* _Testo_

□ □ □ □

Larry June and The Alchemist – The Great Escape
Considerate le comprovate abilità imprenditoriali di Larry June, non c’è da stupirsi del successo ottenuto dal medesimo nell’applicazione delle stesse nell’ambito dell’attività musicale, carriera costruita attraverso una notevole prolificità di pubblicazioni (tra ufficialità, ufficiosità e compartecipazioni, se ne contano ben sette nel solo 2020!) e un’accorta strategia nel muoversi in quel campo minato chiamato Industria, anteponendo la schietta indipendenza a tutto il resto. La mentalità oggi esibita dall’artista cresciuto tra San Francisco e Atlanta nasce infatti in tempi non sospetti, quando – in giovanissima età – soleva aprire il bagagliaio dell’auto e vendere le sue registrazioni ai clienti in un contesto che ricorda moltissimo l’hustling di una leggenda della Bay Area quale Too $hort e di chiunque abbia scommesso esclusivamente su di sé per dare il via a un percorso fitto di traguardi.
Musica, linea individuale di vestiario, ottimi accordi distributivi e una singolare impresa improntata su un’immagine salutare come la vendita di un personale marchio di arance hanno permesso a June di accumulare ricchezza a stretto giro di tempo, ripagando il rischio con un benessere che fuoriesce da ogni rima e da ciascun ritratto visivo che il rapper tiene moltissimo a esibire. Una figura cresciuta a suon di esperienze, che ha ampliato sempre più le proprie vedute e possibilità, tanto da attirare l’attenzione di un colosso come Alchemist, il quale attraverso la fondamentale mediazione di Jay Worthy è finalmente giunto a stringere la mano al buon Larry prospettandogli una fruttuosa joint venture. Da lì a decidere di registrare un EP – presto esteso a lunga durata – traslocando sulle meravigliose colline losangeline alla ricerca delle giuste vibrazioni è stata questione di un attimo.
“The Great Escape” è un titolo abbinabile a una moltitudine di concetti dei quali si parla in effetti nel disco. E’ un riferimento all’abbondante citazione di macchine potenti e lussuose con cui effettuare ogni tragitto di fuga dal quotidiano ci si possa permettere. Lo si può leggere come un’aperta dichiarazione di estraneità alle consuete leggi di mercato, una dissociazione da meccanismi spietati nei quali entrambi i protagonisti dell’operazione sono rimasti invischiati in passato. E’ infine interpretabile come distanziamento da un passato economico impervio, sin troppo ballerino, al quale Larry si contrappone esibendo ogni comfort materiale raggiunto predicando alla comunità di seguire le sue stesse orme in un Paese che non crea possibilità a meno che non ci si ingabbi nel suo sistema, evidenziando il bisogno di curarsi di sé sotto tutti i punti di vista – che sia uno stile di vita sano o l’adempiere ai propri doveri fiscali per fugare qualsiasi dubbio possa suscitare un ricco ragazzo di colore, poco cambia.

□ □ □ □

Righe di un dataset
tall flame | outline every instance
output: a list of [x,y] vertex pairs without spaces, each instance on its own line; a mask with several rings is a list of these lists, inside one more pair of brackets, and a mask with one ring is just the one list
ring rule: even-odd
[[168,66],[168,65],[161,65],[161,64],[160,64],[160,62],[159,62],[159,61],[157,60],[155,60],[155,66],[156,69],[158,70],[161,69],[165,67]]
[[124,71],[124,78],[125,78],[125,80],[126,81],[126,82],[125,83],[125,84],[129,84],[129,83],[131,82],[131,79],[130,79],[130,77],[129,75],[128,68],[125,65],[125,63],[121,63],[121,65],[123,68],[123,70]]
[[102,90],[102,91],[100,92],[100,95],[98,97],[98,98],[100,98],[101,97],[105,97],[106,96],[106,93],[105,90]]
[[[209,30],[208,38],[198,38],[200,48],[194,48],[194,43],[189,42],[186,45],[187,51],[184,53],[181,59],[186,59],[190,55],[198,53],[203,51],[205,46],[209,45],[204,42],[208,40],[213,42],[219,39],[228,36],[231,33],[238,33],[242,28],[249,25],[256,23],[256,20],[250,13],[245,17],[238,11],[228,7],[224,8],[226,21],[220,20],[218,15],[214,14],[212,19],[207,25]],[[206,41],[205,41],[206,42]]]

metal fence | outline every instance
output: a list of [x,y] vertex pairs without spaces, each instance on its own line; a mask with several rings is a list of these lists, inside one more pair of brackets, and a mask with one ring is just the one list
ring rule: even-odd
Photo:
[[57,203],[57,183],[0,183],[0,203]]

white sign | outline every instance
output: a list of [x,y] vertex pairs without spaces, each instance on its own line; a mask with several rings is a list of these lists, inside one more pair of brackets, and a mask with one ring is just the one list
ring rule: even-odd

□ □ □ □

* _Obiettivo 1_
Riporta alla lettera il passo della recensione che parte da "Musica, linea individuale" e si chiude con "di un attimo.".
* _Obiettivo 2_
Indica se ciascuna affermazione concorda con la recensione, rispondendo sì o no e citando testualmente le parole decisive: (a) Larry June è cresciuto tra San Francisco e Atlanta; (b) Alchemist e Larry June si sono incontrati senza alcun intermediario; (c) il progetto è stato concepito fin dall'inizio come disco di lunga durata.

* _Risposta finale 1_
Musica, linea individuale di vestiario, ottimi accordi distributivi e una singolare impresa improntata su un’immagine salutare come la vendita di un personale marchio di arance hanno permesso a June di accumulare ricchezza a stretto giro di tempo, ripagando il rischio con un benessere che fuoriesce da ogni rima e da ciascun ritratto visivo che il rapper tiene moltissimo a esibire. Una figura cresciuta a suon di esperienze, che ha ampliato sempre più le proprie vedute e possibilità, tanto da attirare l’attenzione di un colosso come Alchemist, il quale attraverso la fondamentale mediazione di Jay Worthy è finalmente giunto a stringere la mano al buon Larry prospettandogli una fruttuosa joint venture. Da lì a decidere di registrare un EP – presto esteso a lunga durata – traslocando sulle meravigliose colline losangeline alla ricerca delle giuste vibrazioni è stata questione di un attimo.

* _Risposta finale 2_
(a) Sì: "l’artista cresciuto tra San Francisco e Atlanta".
(b) No: "attraverso la fondamentale mediazione di Jay Worthy".
(c) No: "registrare un EP – presto esteso a lunga durata".